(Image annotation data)
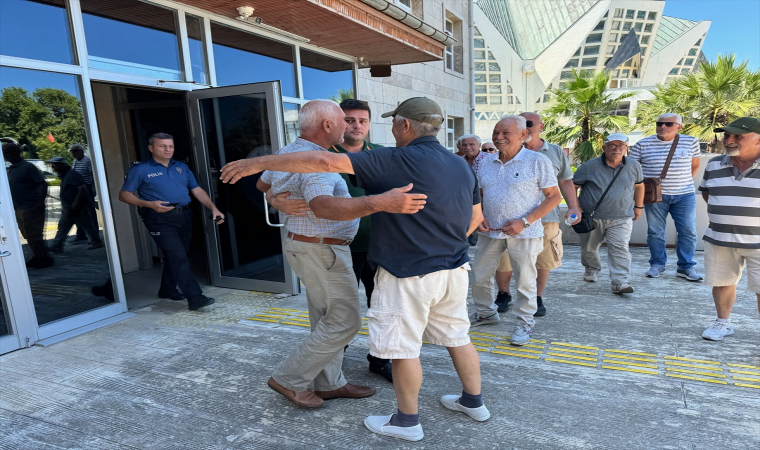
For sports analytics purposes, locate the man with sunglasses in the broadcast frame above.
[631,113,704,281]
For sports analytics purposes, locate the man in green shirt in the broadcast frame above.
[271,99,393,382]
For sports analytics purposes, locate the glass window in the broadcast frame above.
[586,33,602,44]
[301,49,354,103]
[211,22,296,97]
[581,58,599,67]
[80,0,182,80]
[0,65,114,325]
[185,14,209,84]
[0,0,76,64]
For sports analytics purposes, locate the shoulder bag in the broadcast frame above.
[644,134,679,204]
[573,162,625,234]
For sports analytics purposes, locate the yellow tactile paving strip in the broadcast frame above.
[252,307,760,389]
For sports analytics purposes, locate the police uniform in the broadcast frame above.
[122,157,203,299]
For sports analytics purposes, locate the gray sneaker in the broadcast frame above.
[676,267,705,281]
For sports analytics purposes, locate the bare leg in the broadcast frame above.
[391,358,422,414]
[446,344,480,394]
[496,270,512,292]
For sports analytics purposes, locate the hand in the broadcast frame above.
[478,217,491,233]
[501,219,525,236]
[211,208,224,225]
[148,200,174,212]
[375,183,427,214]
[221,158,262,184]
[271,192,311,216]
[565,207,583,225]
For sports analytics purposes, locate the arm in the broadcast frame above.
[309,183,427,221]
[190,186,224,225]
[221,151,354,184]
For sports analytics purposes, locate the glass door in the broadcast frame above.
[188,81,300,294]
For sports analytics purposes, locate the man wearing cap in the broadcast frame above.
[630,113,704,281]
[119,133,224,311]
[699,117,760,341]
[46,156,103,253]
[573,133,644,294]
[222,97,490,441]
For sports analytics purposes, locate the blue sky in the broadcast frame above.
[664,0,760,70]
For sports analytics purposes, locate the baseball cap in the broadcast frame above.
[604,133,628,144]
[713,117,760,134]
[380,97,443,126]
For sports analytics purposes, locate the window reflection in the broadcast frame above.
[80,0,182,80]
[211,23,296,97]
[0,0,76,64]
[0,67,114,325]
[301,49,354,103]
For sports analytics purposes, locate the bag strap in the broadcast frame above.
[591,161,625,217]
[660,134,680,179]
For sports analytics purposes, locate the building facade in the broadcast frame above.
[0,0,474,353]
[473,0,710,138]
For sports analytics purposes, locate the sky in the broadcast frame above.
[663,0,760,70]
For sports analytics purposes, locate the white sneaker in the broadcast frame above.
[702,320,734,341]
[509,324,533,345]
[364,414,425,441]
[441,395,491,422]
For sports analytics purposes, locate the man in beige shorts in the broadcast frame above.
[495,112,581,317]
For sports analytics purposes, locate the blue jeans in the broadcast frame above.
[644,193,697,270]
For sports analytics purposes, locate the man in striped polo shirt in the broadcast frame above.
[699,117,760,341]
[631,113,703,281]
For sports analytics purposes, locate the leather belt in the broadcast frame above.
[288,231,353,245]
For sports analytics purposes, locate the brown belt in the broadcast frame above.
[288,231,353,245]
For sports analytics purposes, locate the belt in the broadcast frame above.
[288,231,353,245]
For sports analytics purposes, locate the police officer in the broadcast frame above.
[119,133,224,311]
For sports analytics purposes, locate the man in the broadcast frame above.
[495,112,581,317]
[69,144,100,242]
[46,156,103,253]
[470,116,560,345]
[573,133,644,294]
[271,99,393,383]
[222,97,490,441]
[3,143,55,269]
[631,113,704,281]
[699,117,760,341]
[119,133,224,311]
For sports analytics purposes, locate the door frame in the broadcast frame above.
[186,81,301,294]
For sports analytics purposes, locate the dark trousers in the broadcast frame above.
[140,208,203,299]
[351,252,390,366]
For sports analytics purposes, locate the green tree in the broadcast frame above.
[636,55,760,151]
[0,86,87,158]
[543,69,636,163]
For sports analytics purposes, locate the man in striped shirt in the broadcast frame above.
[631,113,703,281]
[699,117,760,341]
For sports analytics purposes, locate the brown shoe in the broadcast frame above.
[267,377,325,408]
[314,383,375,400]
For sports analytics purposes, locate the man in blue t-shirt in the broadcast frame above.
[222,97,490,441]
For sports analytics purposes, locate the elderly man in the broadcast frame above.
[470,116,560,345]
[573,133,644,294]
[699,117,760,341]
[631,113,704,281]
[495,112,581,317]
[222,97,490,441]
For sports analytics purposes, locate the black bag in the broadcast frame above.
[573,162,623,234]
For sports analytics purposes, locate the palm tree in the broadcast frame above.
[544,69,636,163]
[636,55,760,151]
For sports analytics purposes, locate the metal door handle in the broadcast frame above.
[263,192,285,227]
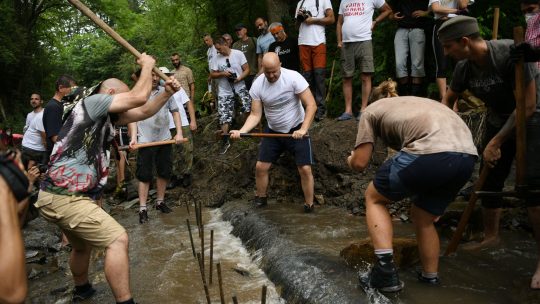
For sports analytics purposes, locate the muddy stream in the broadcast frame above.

# Your goal
Reproduce every one of the records above verbatim, leaving out the pictures.

# Task output
For sports analytics purposes, locate the man with sunglasses in the broadcast frame above.
[631,113,704,281]
For sports analytics purposes, locate the man in green shirt in the broadcast frame above.
[271,99,393,382]
For sports analytics purposes, locate the glass window in the broadcast frame above.
[586,33,602,44]
[301,49,354,103]
[211,22,296,97]
[581,58,599,67]
[80,0,182,80]
[0,65,114,325]
[185,14,209,84]
[0,0,76,64]
For sports analytics purposes, locate the shoulder bag in the broadcast frame above.
[644,134,679,204]
[573,162,625,234]
For sports analytics purposes, locate the yellow tactile paving strip in the broadcast frame above.
[252,307,760,389]
For sports analytics purposes, locate the police uniform in the broadcast frame above.
[122,157,203,299]
For sports analytics purposes, locate the gray sneaker in the broadcast frame above.
[676,267,705,281]
For sports analytics purposes, locate the bare leg in the broadcast frame above.
[391,358,422,414]
[446,344,480,394]
[496,270,512,292]
For sports analytics purposes, locate the hand in the broadcast frame above.
[478,217,491,233]
[501,219,525,236]
[211,208,224,225]
[148,200,174,212]
[375,183,427,214]
[221,158,262,184]
[271,192,311,216]
[565,207,583,225]
For sports analytics purposes, locate the arm in the broadcast frame above.
[309,183,427,221]
[190,186,224,225]
[221,151,354,184]
For sports analytics purposes, locate the glass door in the broadcast frame above.
[188,81,300,294]
For sports analytics purposes, locate the man wearing cap in the broadcast frame above.
[630,113,704,281]
[119,133,224,311]
[699,117,760,341]
[46,156,103,253]
[573,133,644,294]
[222,97,490,441]
For sports analytics purposes, locate the blue sky in the broadcast frame above.
[664,0,760,70]
For sports analytics purposes, locate the baseball cap in the broadcast frame above.
[604,133,628,144]
[713,117,760,134]
[380,97,443,126]
For sports analytics purposes, locate the window reflection in the broadcast frame above.
[80,0,182,80]
[211,23,296,97]
[0,0,76,64]
[0,67,114,325]
[301,49,354,103]
For sports analytics purposes, locate the bag strap in the broadcast frame above.
[591,161,625,217]
[660,134,680,179]
For sports analytics purposes, locate the building facade in the broadcast frame above.
[0,0,474,353]
[473,0,710,138]
For sports analytics purposes, locate the sky in the broadcast frame above.
[663,0,760,70]
For sports analytics purposes, locate the white sneaker in the broadcast frame above.
[702,320,734,341]
[509,324,533,345]
[364,414,425,441]
[441,395,491,422]
For sports analytics purposes, locate the man in beige shorts in the broadcast frame above.
[495,112,581,317]
For sports analytics purposes, locate the blue jeans in the broadcast frame above.
[644,193,697,270]
For sports analytics purposes, locate the man in striped polo shirt in the broadcast frame above.
[699,117,760,341]
[631,113,703,281]
For sports analytics purposes, locate the leather belt in the broadcast frame above.
[288,231,353,245]
For sports analytics purposes, locate the brown belt in the broadcast frame above.
[288,231,353,245]
For sports analytics purposes, locate the belt in the broadcast frame above.
[288,231,353,245]
For sports analytics purposes, locate the police officer in the broadcast frame above.
[119,133,224,311]
For sports analytics purposes, locate the man in the broadcast frame above.
[495,112,581,317]
[69,144,100,242]
[46,156,103,253]
[470,116,560,345]
[573,133,644,294]
[271,99,393,383]
[222,97,490,441]
[3,143,55,269]
[631,113,704,281]
[699,117,760,341]
[119,133,224,311]
For sports analytics purposes, locate the door frame in the broadcast frame above.
[186,81,301,294]
For sports analytics purposes, locate the dark trousers in the broadcast frame above.
[140,208,203,299]
[351,252,390,366]
For sports analytics purposes, locate the green tree in the broadcast frame above.
[636,55,760,151]
[0,86,87,158]
[543,69,636,163]
For sports analytics purposes, locate the man in striped shirt in the broadcast frame above.
[631,113,703,281]
[699,117,760,341]
For sports analytics purposes, locate the brown shoe in the broadcast frame above.
[267,377,325,408]
[314,383,375,400]
For sports analytics purposes, locate the man in blue t-shirt in the broadcast frame above.
[222,97,490,441]
For sports analytics purposes, locate the elderly man in the broadcast frame above.
[470,116,560,345]
[573,133,644,294]
[699,117,760,341]
[631,113,704,281]
[495,112,581,317]
[222,97,490,441]
For sports analytics purposes, locate the black bag in the broadcast frame above.
[573,162,623,234]
For sports analytics purposes, locate the palm tree in the broadcast frame above.
[544,69,636,163]
[636,55,760,151]
For sports analytics purposes, locate the metal door handle in the broadcast frame above.
[263,192,285,227]
For sports analytics purposes, locate the muddy stream in the broadcast frame above.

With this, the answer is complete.